Document extract:

#####

Study population and setting
The study included 928 adult patients (median age 66 years; 50% male) with current or past invasive cancer and with laboratory-confirmed COVID-19 treated at participating facilities in the United States, Canada, or Spain. Baseline information on SARS-CoV-2-infected patients was entered between March 17 and April 16, 2020, with follow-up through May 7, 2020. Median follow-up duration was 21 days. Logistic regression was used to examine associations between patient factors and outcomes (primary outcome: death within 30 days of COVID-19 diagnosis; secondary outcomes: hospital admission, ICU admission, mechanical ventilation, supplemental oxygen).
Summary of Main Findings
Overall, by the end of follow-up, 13% of patients died within 30 days of COVID-19 diagnosis; and 26% of patients experienced the composite outcome of death, ICU admission, or mechanical ventilation. Mortality among those admitted to the hospital was 23%. Factors associated with increased mortality included older age, male sex, history of smoking, more comorbidities, current or progressing disease (versus remission), and treatment with azithromycin and hydroxychloroquine. There was no observed impact of race/ethnicity, obesity, and cancer type on mortality.
The study included a large sample of patients with cancer. Geographically diverse study sites increase generalizability of findings.
Because the study relied on providers to input information into the database on cancer patients with COVID-19, those with severe disease may be more likely to be entered. Patients with mild or asymptomatic disease may not have presented for care or would be less likely to trigger data entry. This would result in overestimation of the likelihood of severe disease and death. Those who present with severe disease may have been more likely to be administered azithromycin/hydroxychloroquine; thus, we cannot conclude that use of the drug combination itself is independently associated with severe disease (confounding by indication). Patients with current cancer may have considerably different exposure-outcome relationships from those whose cancer was in remission or was successfully treated; if so, analysis with stratification would be more appropriate.
This is one of largest studies to date on COVID-19 in patients with cancer.

#####

Extracted data:

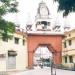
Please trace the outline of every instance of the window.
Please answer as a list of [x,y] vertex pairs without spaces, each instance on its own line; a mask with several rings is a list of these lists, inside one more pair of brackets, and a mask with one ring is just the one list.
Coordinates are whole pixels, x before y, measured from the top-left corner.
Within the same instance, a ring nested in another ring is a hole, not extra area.
[[70,63],[73,63],[73,56],[69,56]]
[[67,46],[66,46],[66,41],[64,42],[64,48],[66,48]]
[[67,56],[65,56],[65,63],[67,63]]
[[19,38],[15,38],[15,44],[19,44]]
[[23,39],[23,45],[25,45],[25,40]]
[[71,40],[68,40],[68,42],[69,42],[69,46],[72,44],[72,41]]

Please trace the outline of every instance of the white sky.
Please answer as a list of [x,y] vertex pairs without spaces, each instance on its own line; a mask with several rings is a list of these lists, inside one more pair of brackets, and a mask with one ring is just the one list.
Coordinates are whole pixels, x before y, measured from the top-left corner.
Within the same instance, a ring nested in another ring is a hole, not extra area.
[[[9,21],[16,22],[17,24],[20,24],[22,28],[26,26],[26,22],[28,21],[28,15],[30,15],[32,22],[35,19],[35,16],[37,14],[37,8],[39,3],[42,0],[17,0],[19,2],[19,12],[17,14],[10,14],[7,15],[5,18]],[[57,5],[53,4],[53,0],[43,0],[46,5],[49,8],[49,11],[51,13],[51,17],[60,21],[60,23],[63,22],[62,14],[57,15]],[[68,16],[65,23],[67,25],[70,25],[71,27],[75,27],[75,13],[72,13]],[[63,24],[63,23],[62,23]]]

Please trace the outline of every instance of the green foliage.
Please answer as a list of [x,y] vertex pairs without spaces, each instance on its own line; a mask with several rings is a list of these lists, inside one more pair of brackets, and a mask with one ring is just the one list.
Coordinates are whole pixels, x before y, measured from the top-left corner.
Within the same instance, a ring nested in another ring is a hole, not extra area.
[[75,11],[75,0],[55,0],[59,3],[58,11],[64,11],[63,16],[67,16],[70,12]]
[[16,0],[0,0],[0,36],[10,38],[15,32],[15,24],[3,19],[7,13],[16,13],[18,2]]

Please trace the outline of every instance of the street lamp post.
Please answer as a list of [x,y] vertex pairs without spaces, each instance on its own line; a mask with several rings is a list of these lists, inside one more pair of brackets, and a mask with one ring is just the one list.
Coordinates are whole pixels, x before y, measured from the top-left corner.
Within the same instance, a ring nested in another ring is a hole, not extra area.
[[51,62],[51,75],[56,75],[56,65],[54,64],[53,53],[52,53],[52,62]]

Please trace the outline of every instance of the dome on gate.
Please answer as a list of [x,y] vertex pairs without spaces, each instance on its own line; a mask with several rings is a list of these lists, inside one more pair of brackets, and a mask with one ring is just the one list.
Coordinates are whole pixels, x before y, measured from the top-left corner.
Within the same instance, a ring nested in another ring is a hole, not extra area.
[[49,9],[44,1],[39,3],[39,7],[37,10],[38,18],[48,18],[49,17]]

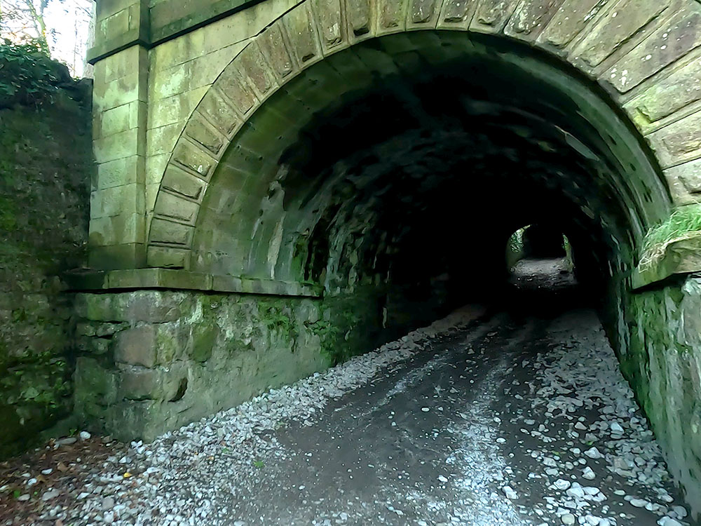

#####

Work order A: Write out the passage of the COVID-19 cancer study summary from "Study population and" to "ventilation, supplemental oxygen)." without changing any wording.
Work order B: According to the COVID-19 cancer study summary, what was the median follow-up duration?
Work order C: Translate this sentence from the COVID-19 cancer study summary into Spanish: "Geographically diverse study sites increase generalizability of findings."

Task result A:
Study population and setting
The study included 928 adult patients (median age 66 years; 50% male) with current or past invasive cancer and with laboratory-confirmed COVID-19 treated at participating facilities in the United States, Canada, or Spain. Baseline information on SARS-CoV-2-infected patients was entered between March 17 and April 16, 2020, with follow-up through May 7, 2020. Median follow-up duration was 21 days. Logistic regression was used to examine associations between patient factors and outcomes (primary outcome: death within 30 days of COVID-19 diagnosis; secondary outcomes: hospital admission, ICU admission, mechanical ventilation, supplemental oxygen).

Task result B: 21 days

Task result C: Los centros de estudio geográficamente diversos aumentan la generalizabilidad de los hallazgos.